Provided text
# # #

As the story begins, the second such South Korean mission is about to set off, following the explosion of the first rocket several years earlier. On board are the highly trained Cho Yoon-jong and Lee San-won, along with relative newcomer Hwang Sun-woo (Do Kyung-soo), who happens to the son of one of the engineers involved in designing that first rocket, a man who killed himself following the disaster. Their spacecraft, Woori-ho, is nearing its target when high solar winds caused by a coronal mass ejection from the sun knocks out communications. It also damages their solar panels, and Cho and Lee, spacewalking to repair them, are caught in an explosion. By the time the control centre is able to get back in touch, only Hwang remains alive, trapped in a damaged vessel which he cannot steer and which only has enough air left for five days.
The rest of the film follows efforts to rescue the imperilled astronaut, as one thing after another goes wrong. Spearheading effort is the space programme’s surviving engineer, Kim Jae-gook (Sol Kyung-gu), whose coping response after the disaster was to move away to a remote mountain. His ex-wife (Kim Hee-ae) happens to work for NASA and is gradually persuaded to help in small ways, although she cannot persuade her cartoonishly mean supervisors to intervene directly. He also has a loyal intern, Han-byul (Hong Seung-hee), who follows him everywhere and provides a point of connection for younger audience members, able to use a different generational skillset to help Hwang when it seems that no-one else can.

# # #

What you will do
Set down, word for word, the part of the film passage starting at "As the story" and ending at "for five days.". The data plays no role in this exercise.

Data segment
# # #

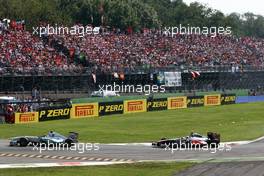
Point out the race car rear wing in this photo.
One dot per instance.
(73, 135)
(213, 136)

# # #

Full answer
As the story begins, the second such South Korean mission is about to set off, following the explosion of the first rocket several years earlier. On board are the highly trained Cho Yoon-jong and Lee San-won, along with relative newcomer Hwang Sun-woo (Do Kyung-soo), who happens to the son of one of the engineers involved in designing that first rocket, a man who killed himself following the disaster. Their spacecraft, Woori-ho, is nearing its target when high solar winds caused by a coronal mass ejection from the sun knocks out communications. It also damages their solar panels, and Cho and Lee, spacewalking to repair them, are caught in an explosion. By the time the control centre is able to get back in touch, only Hwang remains alive, trapped in a damaged vessel which he cannot steer and which only has enough air left for five days.